§ DIRECTIONS FOR THIS TASK: Locate the line that contains "If you could mark the wooden cutting". Print it and each following line through the end of the listing, verbatim, and nothing more.
--- start THE RECORDS ---
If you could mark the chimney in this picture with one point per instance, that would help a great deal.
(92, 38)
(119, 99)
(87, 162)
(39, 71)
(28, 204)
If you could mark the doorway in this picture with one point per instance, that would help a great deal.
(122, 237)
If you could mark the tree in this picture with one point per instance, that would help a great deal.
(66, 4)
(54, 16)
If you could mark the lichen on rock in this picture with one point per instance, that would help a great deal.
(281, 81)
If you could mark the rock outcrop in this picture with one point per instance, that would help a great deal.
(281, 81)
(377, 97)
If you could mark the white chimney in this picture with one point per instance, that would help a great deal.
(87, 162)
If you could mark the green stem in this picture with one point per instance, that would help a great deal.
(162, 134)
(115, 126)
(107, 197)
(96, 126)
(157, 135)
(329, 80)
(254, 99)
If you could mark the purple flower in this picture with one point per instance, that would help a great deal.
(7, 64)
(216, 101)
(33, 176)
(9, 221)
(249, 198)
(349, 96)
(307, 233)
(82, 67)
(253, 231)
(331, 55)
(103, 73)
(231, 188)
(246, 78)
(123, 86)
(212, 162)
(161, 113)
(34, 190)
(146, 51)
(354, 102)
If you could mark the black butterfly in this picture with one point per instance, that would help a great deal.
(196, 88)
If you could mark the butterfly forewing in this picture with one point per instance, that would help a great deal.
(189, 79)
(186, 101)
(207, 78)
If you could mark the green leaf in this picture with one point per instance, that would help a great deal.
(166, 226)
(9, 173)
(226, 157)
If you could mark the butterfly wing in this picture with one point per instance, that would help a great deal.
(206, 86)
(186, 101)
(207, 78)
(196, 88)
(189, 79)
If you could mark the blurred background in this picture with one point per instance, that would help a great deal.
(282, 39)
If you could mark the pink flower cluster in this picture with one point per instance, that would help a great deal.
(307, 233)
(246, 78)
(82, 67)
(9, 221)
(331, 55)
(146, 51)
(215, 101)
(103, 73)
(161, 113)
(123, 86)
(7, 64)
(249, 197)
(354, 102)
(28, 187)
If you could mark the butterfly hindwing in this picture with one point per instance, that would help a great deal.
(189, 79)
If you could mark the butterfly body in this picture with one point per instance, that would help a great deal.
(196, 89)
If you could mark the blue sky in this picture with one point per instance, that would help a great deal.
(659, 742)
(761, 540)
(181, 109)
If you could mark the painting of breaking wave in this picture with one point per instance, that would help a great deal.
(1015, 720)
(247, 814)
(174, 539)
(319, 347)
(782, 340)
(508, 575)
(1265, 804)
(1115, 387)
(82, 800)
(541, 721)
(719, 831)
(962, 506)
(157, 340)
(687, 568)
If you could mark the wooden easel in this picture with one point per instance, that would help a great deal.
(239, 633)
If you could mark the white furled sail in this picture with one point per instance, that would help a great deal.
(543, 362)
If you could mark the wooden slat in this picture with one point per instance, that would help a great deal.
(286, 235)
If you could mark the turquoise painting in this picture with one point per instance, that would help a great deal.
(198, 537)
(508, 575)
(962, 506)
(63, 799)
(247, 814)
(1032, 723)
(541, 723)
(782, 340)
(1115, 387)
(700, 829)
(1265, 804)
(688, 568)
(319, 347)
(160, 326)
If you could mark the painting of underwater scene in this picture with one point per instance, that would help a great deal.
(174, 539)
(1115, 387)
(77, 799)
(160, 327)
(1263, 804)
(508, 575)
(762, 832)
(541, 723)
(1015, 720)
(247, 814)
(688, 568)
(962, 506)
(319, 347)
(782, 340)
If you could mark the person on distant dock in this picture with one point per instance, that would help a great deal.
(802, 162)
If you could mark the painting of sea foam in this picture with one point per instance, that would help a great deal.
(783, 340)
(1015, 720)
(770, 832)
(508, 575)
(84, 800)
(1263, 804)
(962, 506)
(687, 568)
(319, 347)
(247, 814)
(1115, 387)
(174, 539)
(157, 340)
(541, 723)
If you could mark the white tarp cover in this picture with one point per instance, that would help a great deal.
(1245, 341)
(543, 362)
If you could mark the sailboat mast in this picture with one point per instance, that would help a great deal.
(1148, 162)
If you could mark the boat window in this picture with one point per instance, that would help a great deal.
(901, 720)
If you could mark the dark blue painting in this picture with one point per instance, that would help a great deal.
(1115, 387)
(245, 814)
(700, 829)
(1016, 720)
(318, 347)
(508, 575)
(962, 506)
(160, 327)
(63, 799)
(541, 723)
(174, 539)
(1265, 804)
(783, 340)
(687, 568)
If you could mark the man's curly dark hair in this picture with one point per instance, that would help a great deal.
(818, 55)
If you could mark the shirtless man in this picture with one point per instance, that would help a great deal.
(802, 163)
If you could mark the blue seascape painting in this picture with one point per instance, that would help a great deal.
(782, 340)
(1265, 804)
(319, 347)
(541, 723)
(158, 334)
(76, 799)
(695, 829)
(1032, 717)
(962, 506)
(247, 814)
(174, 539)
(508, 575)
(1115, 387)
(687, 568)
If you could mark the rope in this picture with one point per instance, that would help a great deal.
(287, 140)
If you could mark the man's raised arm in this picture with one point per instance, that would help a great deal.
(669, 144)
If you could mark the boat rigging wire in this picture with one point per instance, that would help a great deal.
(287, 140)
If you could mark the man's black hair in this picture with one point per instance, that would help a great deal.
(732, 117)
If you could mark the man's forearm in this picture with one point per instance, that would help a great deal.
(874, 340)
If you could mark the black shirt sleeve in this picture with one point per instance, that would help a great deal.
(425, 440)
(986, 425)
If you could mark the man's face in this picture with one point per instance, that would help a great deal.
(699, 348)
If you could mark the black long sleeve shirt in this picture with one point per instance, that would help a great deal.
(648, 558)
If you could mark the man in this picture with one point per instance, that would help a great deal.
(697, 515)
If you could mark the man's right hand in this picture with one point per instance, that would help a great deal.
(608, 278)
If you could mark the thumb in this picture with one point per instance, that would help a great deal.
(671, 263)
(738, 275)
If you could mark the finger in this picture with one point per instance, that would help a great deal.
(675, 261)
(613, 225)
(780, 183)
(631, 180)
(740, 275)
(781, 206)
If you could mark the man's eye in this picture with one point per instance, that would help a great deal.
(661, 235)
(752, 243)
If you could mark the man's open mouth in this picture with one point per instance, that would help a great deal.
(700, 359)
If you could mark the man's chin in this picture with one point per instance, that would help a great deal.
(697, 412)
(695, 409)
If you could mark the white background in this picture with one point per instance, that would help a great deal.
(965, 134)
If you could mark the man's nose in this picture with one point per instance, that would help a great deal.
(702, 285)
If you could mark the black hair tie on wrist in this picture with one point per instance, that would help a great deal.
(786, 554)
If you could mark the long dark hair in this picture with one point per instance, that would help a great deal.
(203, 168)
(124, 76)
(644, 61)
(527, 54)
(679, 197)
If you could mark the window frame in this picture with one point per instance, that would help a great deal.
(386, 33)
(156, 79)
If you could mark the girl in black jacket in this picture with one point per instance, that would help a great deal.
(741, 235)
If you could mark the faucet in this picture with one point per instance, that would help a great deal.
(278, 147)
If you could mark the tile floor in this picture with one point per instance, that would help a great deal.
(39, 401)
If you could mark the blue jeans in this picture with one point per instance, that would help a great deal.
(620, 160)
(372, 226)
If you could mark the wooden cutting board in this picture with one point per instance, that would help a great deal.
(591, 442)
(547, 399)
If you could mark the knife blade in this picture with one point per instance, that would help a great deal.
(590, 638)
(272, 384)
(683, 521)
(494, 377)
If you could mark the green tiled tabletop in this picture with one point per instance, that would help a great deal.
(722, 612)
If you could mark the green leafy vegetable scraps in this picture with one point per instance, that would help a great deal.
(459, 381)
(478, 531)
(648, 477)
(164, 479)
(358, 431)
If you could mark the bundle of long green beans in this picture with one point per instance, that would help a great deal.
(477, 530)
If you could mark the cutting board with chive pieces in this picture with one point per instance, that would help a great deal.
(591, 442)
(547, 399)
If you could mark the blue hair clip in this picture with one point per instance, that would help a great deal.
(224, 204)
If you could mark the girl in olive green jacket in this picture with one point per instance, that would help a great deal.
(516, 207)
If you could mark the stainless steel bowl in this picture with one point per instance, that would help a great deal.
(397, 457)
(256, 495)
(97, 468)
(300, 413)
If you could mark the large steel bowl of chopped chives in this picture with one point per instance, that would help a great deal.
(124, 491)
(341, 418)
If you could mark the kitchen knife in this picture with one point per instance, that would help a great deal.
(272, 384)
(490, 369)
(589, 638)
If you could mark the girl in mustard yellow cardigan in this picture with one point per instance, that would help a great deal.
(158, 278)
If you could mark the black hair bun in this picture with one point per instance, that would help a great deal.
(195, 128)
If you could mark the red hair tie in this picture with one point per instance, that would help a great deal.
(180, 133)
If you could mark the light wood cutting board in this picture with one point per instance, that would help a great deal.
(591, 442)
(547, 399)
--- end THE RECORDS ---
§ RESULT OF THE EXERCISE:
If you could mark the wooden cutting board in this picture with one point per instance, that would help a great deal.
(591, 442)
(547, 399)
If you could mark the knife blade in this picture with one point per instance, that would help a great deal.
(590, 638)
(272, 384)
(683, 521)
(494, 377)
If you could mark the green tiled tabletop in this picture with one point per instance, that would help a great deal.
(722, 612)
If you could mark the green leafy vegetable scraps in this picture with one point per instance, that would help a great deal.
(459, 381)
(478, 531)
(648, 477)
(164, 479)
(358, 431)
If you could mark the bundle of long green beans in this picture with one point per instance, that would help a great deal.
(477, 530)
If you could mark the cutting board with chive pieces in this picture with one point per instance, that would help a great deal.
(591, 442)
(547, 399)
If you could mark the blue hair clip in this picture with one point per instance, that would help a great deal.
(224, 204)
If you could mark the girl in olive green jacket in this picture with one point per instance, that would help a great deal.
(516, 207)
If you could mark the stainless steel bowl in this picture with one point per instance, that would help a great deal.
(397, 457)
(256, 495)
(97, 468)
(300, 413)
If you could mark the large steel bowl of chopped chives in this picture with one point per instance, that would help a great deal.
(124, 491)
(341, 418)
If you could mark the kitchen knife in this picture with one point per instance, that would help a great deal.
(272, 384)
(490, 369)
(589, 638)
If you could mark the girl in mustard yellow cardigan in this picture with one point per instance, that would help a great deal.
(158, 278)
If you could mark the black hair bun in this picture with one point per instance, that would help a great deal.
(195, 128)
If you could mark the red hair tie in this picture with one point per instance, that would help a great deal.
(180, 133)
If you could mark the light wood cutting board in this picture with one point per instance, that would help a great deal.
(591, 442)
(547, 399)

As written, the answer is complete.